──────── FRAGMENTO ────────

Esta visión filosófica sigue tomando al mundo como algo entendible, apreciable, comprensible. Pero ¿cómo lo comunicamos? ¿Cómo nos comunicamos? Esto desespera a los teóricos de la comunicación: para Robert T. Craig (1999) se trata de «rutas de la incoherencia»; Wolfgang Donsbach (2006) lo llama la «erosión epistemológica»; Jeffrey St. John, Ted Striphas y Gregory Shepherd (2006) lo llaman el «pluralismo teórico indiferenciado» o Carlos Vidales Gonzáles que lo llama «relativismo teórico». En todos estos nombres se encierra el problema de una normalización de la teorética comunicacional. Existe en esto una progresiva demolición de la epistemología tradicional como disciplina filosófica ya que una eventual «normalización» presumiría una orientación epistémica (generadora de realidad) por parte del docente: se induce al estudiante a una determinada ideología académica y se lo asume dentro de un cierto universo impuesto por el docente. En estos casos, lo que siempre tenemos es que se trata de forzar la aparición de la «cosa» en un estilo de discurso que busca sobrevivir a como dé lugar... como si de un organismo vivo se tratara.

Pero no sólo de vivir se trata: también de evolucionar en el marco de esa vida, y esto es algo que -como observa Gregory Bateson- nos permite entender que si el éxito de algo en el planeta se midiera por su tiempo de duración, las rocas serían tomados como los seres más exitosos de la Tierra. Pero «el mérito de la materia viva no reside en durar sino en evitar», esto es: la vida muta para estar siempre ajustada al entorno más estable en el tiempo que desafía la propia estabilidad de la vida. Vivir es evitar conflictos. Este ajuste ha llevado a Occidente a tener que ir mutando su ecología de pensamiento en sus diferentes áreas. Hoy, lo que antes era una cosa es ahora una argumentación, o sea: palabras. Palabras que van descubriendo las diferentes formas de la nada que constituyen nuestro entorno (ver La Nada). Y si lo real es una argumentación, un conjunto de palabras, hay que comenzar a pensar en los hiatos entre las palabras, en sus silencios.

En 1494, Luca Pacioli, profesor de matemáticas nada menos que de Leonardo da Vinci, publica su Summa de Arithmetica donde plantea la denominada «ecuación cúbica» bajo la forma canónica: ax3 + bx2+ cx + d= 0, y dice que es de «imposible» resolución. Sólo llegaría a ser posible con la creación de los números imaginarios, o sea: aquellos números complejos cuya componente real es igual a cero... pero esto era todavía impensable para aquellos matemáticos que basaban sus cálculos en formas geométricas, es decir en cosas de existencia positiva.

────────

▶ [TAREAS]
(A) Reproduce tal cual, del fragmento, la parte que comienza con las palabras que contienen "En 1494, Luca" y termina con "de existencia positiva.".
(B) Indica cuántas líneas de las filas contienen la cadena "island", distinguiendo entre mayúsculas y minúsculas. Responde solo con el número.

──────── DATOS PARA TRABAJAR ────────

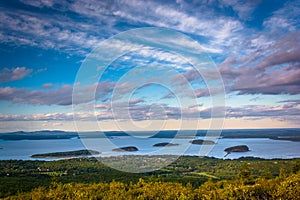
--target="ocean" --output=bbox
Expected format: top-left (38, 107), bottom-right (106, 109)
top-left (0, 130), bottom-right (300, 160)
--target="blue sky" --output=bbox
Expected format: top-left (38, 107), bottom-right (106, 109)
top-left (0, 0), bottom-right (300, 132)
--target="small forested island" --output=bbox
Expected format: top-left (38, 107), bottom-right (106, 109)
top-left (31, 150), bottom-right (100, 158)
top-left (190, 139), bottom-right (215, 145)
top-left (113, 146), bottom-right (139, 152)
top-left (153, 142), bottom-right (179, 147)
top-left (224, 145), bottom-right (249, 157)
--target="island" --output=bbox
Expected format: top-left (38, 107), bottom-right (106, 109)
top-left (224, 145), bottom-right (249, 157)
top-left (190, 139), bottom-right (216, 145)
top-left (31, 150), bottom-right (100, 158)
top-left (153, 142), bottom-right (179, 147)
top-left (113, 146), bottom-right (138, 152)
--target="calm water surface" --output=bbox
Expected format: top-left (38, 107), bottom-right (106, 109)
top-left (0, 137), bottom-right (300, 160)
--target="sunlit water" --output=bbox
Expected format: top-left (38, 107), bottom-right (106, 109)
top-left (0, 137), bottom-right (300, 160)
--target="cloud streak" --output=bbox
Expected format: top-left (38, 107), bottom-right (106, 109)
top-left (0, 67), bottom-right (32, 83)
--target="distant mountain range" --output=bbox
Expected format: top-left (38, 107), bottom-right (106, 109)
top-left (0, 128), bottom-right (300, 141)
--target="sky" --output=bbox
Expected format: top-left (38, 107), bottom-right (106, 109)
top-left (0, 0), bottom-right (300, 132)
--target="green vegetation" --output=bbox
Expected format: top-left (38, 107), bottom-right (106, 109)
top-left (0, 156), bottom-right (300, 199)
top-left (31, 150), bottom-right (100, 158)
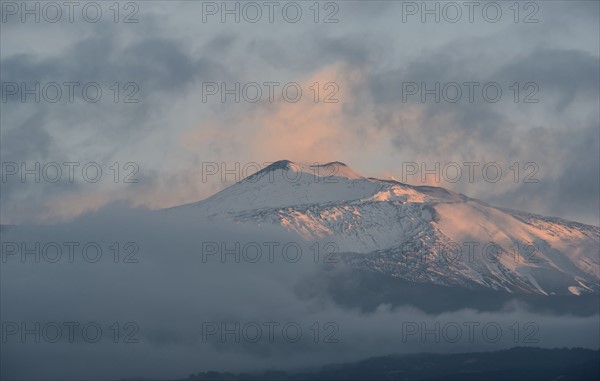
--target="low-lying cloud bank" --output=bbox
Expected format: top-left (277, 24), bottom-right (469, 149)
top-left (1, 205), bottom-right (600, 380)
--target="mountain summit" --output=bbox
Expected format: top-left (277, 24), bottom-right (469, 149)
top-left (171, 160), bottom-right (600, 295)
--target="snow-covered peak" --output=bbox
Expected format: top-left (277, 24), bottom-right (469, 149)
top-left (165, 160), bottom-right (600, 295)
top-left (245, 160), bottom-right (364, 182)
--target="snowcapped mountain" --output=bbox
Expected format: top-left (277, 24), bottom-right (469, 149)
top-left (169, 160), bottom-right (600, 295)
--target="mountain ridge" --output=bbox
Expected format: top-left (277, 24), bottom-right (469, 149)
top-left (169, 160), bottom-right (600, 295)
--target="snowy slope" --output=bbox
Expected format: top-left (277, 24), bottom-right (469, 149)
top-left (170, 160), bottom-right (600, 295)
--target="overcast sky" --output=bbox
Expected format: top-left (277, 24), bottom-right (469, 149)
top-left (0, 1), bottom-right (600, 225)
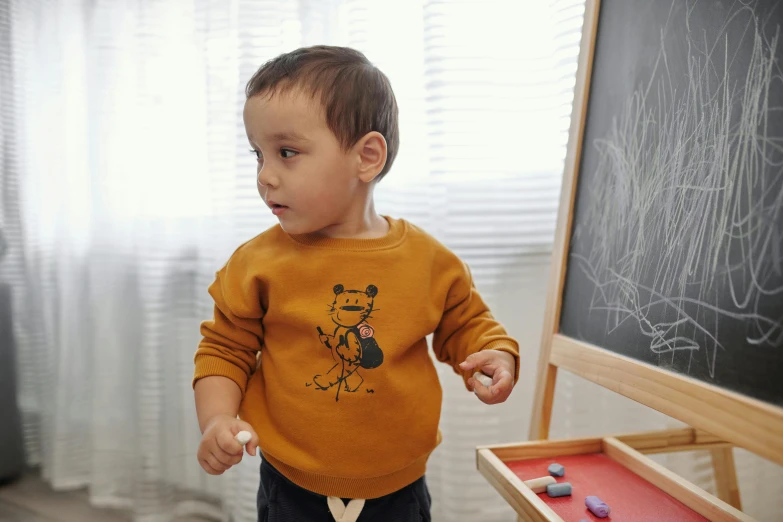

────────

▶ [RESULTADOS]
(A)
En 1494, Luca Pacioli, profesor de matemáticas nada menos que de Leonardo da Vinci, publica su Summa de Arithmetica donde plantea la denominada «ecuación cúbica» bajo la forma canónica: ax3 + bx2+ cx + d= 0, y dice que es de «imposible» resolución. Sólo llegaría a ser posible con la creación de los números imaginarios, o sea: aquellos números complejos cuya componente real es igual a cero... pero esto era todavía impensable para aquellos matemáticos que basaban sus cálculos en formas geométricas, es decir en cosas de existencia positiva.

(B) 2